variablesの格納場所(アドレス?)が得られたが、欲しい情報はその先にある個々の係数。
code
# !/usr/bin/env python
# -*- coding: utf-8 -*-
import sys
import tensorflow as tf
import tensorflow.contrib.slim as slim
# ファイル名の Queue を作成
filename_queue = tf.train.string_input_producer(["input.csv"])
# CSV を parse
reader = tf.TextLineReader()
key, value = reader.read(filename_queue)
input1, output = tf.decode_csv(value, record_defaults=[[0.], [0.]])
inputs = tf.pack([input1])
output = tf.pack([output])
batch_size=4 # [4]
inputs_batch, output_batch = tf.train.shuffle_batch([inputs, output], batch_size, capacity=40, min_after_dequeue=batch_size)
input_ph = tf.placeholder("float", [None,1])
output_ph = tf.placeholder("float",[None,1])
## NN のグラフ生成
hiddens = slim.stack(input_ph, slim.fully_connected, [1,7,7,7],
activation_fn=tf.nn.sigmoid, scope="hidden")
prediction = slim.fully_connected(hiddens, 1, activation_fn=tf.nn.sigmoid, scope="output")
loss = tf.contrib.losses.mean_squared_error(prediction, output_ph)
# train_op = slim.learning.create_train_op(loss, tf.train.AdamOptimizer(0.01))
train_op = slim.learning.create_train_op(loss, tf.train.AdamOptimizer(0.001))
# def feed_dict(inputs, output):
# return {input_ph: inputs.eval(), output_ph: output.eval()}
init_op = tf.initialize_all_variables()
# if 1 // show variables
# model_variables = slim.variables.get_variables()
model_variables = slim.get_variables()
print model_variables
# print "VARIABLES", tf.get_collection(tf.GraphKeys.VARIABLES,scope='output')
# print "TRAINABLE_VARIABLES", tf.get_collection(tf.GraphKeys.TRAINABLE_VARIABLES,scope='output')
# print "TABLE_INITIALIZERS", tf.get_collection(tf.GraphKeys.TABLE_INITIALIZERS)

# # # # # # #

> 作業の内容:
a) 本文の一部で、書き手が本当にほしいと言っている情報は何ですか。
b) TensorFlowの変数の中身を取り出そうとしているこの本文を、最後の行のあとから書き進めてください。

> 集めた資料:
# # # # # # #

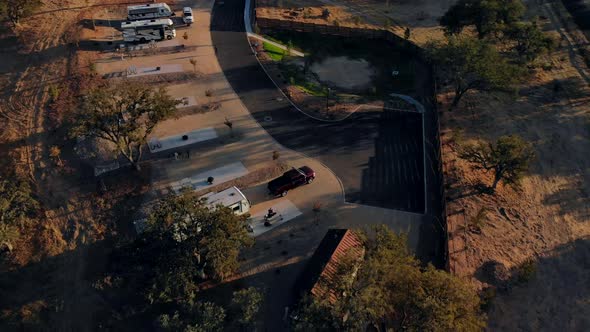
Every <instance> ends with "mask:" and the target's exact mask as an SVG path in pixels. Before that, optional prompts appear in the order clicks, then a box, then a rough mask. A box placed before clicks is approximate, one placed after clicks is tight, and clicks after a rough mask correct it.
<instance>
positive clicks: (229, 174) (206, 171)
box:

# # # # # # #

> 作業ごとの結果:
a) variablesの格納場所の先にある個々の係数です。

b)
# print "SUMMARIES", tf.get_collection(tf.GraphKeys.SUMMARIES)
# print "QUEUE_RUNNERS", tf.get_collection(tf.GraphKeys.QUEUE_RUNNERS)
print ""
sys.exit()
# endif
with tf.Session() as sess:
coord = tf.train.Coordinator()
threads = tf.train.start_queue_runners(sess=sess, coord=coord)
try:
sess.run(init_op)
for i in range(30000): #[10000]
inpbt, outbt = sess.run([inputs_batch, output_batch])
_, t_loss = sess.run([train_op, loss], feed_dict={input_ph:inpbt, output_ph: outbt})
if (i+1) % 100 == 0:
print("%d,%f" % (i+1, t_loss))
# print("%d,%f,#step, loss" % (i+1, t_loss))
finally:
coord.request_stop()
coord.join(threads)
link
こちらの方が本来参照すべき方なのかもしれない。
# Model Variables
weights = slim.model_variable('weights',
shape=[10, 10, 3 , 3],
initializer=tf.truncated_normal_initializer(stddev=0.1),
regularizer=slim.l2_regularizer(0.05),
device='/CPU:0')
model_variables = slim.get_model_variables()
# Regular variables
my_var = slim.variable('my_var',
shape=[20, 1],
initializer=tf.zeros_initializer)
regular_variables_and_model_variables = slim.get_variables()
.../inception/slimの方は最終更新日が8月30日。
.../contrib/slimの方は最終更新日が12月2日。